Passage shown>
Mother Teresa with American volunteers and Albanian counterparts on the final day of the mission. (photo: CNEWA files)
The frequent scene was one of exited crowds surging around the gates of a medical compound in Tirana, and many simply wanted to confirm what their own doctors had already told them. By the reports of it, they seemed to be grasping for any kind of contact with the outside world.
This is something of the state of affairs in Albania, decidedly one of the most isolated nations in the world. Until recently, it was the only officially atheistic state in the world. No sooner were bans on religious practice lifted than the people both Muslim and Christian began worshipping openly or relearning their practices. Mother Teresa, a native Albanian best known for her work among the poor of India, was quick to answer the call of her countrymen. She has made inroads throughout the Albanian countryside and made it possible for others to come and help.
In response to Mother Teresas personal appeal, John Cardinal OConnor, president of Catholic Near East Welfare Association, asked the organization to organize and fund a mission to administer direct medical care and to assess the health needs of Albania. In mid-July, Sister Kathryn Callahan, C.S.C., the Associations director of program services, accompanied a team for a week-and-a-half long stay in Tirana. The volunteer members were from the New York Medical College and Johns Hopkins Hospital in Baltimore, and they included four doctors specializing in pediatrics, obstetrics-gynecology, ophthalmology and internal and preventive medicine.
In addition, the Catholic Medical Mislion Board provided 100 cartons and 34 boxes of medical supplies and medicines. For a week, between 100 and 150 patients were seen daily in the temporary clinic, set up by the team and the Missionaries of Charity, along with their Albanian counterparts.
Much of what the U.S. medical team did was to reassess diagnoses made by Albanian doctors, whom the team found very capable despite their countrys lack of resources. Equipment, for example, was 30 or 40 years old, there were few medications, and sanitation was poor.

Recorded data>
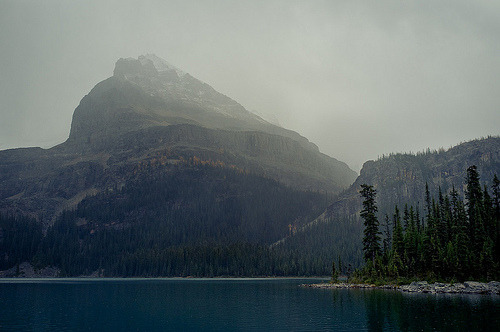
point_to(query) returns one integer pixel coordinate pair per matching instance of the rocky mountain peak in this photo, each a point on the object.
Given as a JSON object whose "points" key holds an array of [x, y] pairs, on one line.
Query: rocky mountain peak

Instructions for the task> Carry on the article about the medical mission to Albania, picking up right after its last sentence. The lines have nothing to do with the article about the medical mission to Albania.

Answer to this problem>
So was organization. A dominant impression among the volunteers was the problem of keeping crowds under control. Soon after arriving and preparing the clinic, Sister Kathryn, Dr. Cathy Falvo, a pediatrician and epidemiologist, and Catherine Schroeder, a public health administrator at New York Medal College, attended a Mass with Mother Teresa and several sisters at a church in Durrers, near a house the sisters had recently opened.
The behavior of the people during the Mass was our first indication that we might experience problems at the clinic, she wrote, as we observed a mob mentality and general lack of appropriate public behavior.
The doctors did not encounter acutely ill or malnourished people, and much of what they did was to confirm previous diagnoses and prescribe further medications. But there were moments. Father James Moynihan, Associate Secretary General, recounted one story after meeting with the volunteers upon their return:
One priest who was treated had been in prison for more than 25 years and contracted a serious case of scabies. The scaliness had spread over 75 percent of his body. One of the doctors assured him that within 24 hours, if he was faithful in the application of medication, he would see noticeable improvement, and within three to four days he would he completely cured. The priest was incredulous. But he faithfully applied the medication, and it worked its wonder! That night he slept soundly for the first time in 25 years.
The cases seen during the week-long clinic were generally chronic and/or permanent conditions for which there is no treatment or cure other than palliative approaches, such as cerebral palsy, blindness or paralysis. More than anything, the American doctors provided the patients with reassurance. They generally found that their Albanian peers had correctly diagnosed their patients problems, despite the limiting conditions in the country.
It was not concluded that the general state of physical health the doctors saw was representative of the whole of Albania. Subsequent missions are hoped for in which such medical teams would penetrate the Albanian countryside with something like a mobile health clinic.
Logistically, the churchs efforts will be further enhanced by the Vaticans formal establishment of diplomatic relations with Albania, the first since 1945. The Vatican said that it hoped the renewed relations would help Albania develop in freedom and peace, and that the country, in rediscovering its best religious traditions, can find its proper place in Europe and in the world.
Thomas McHugh is editor of Catholic Near East.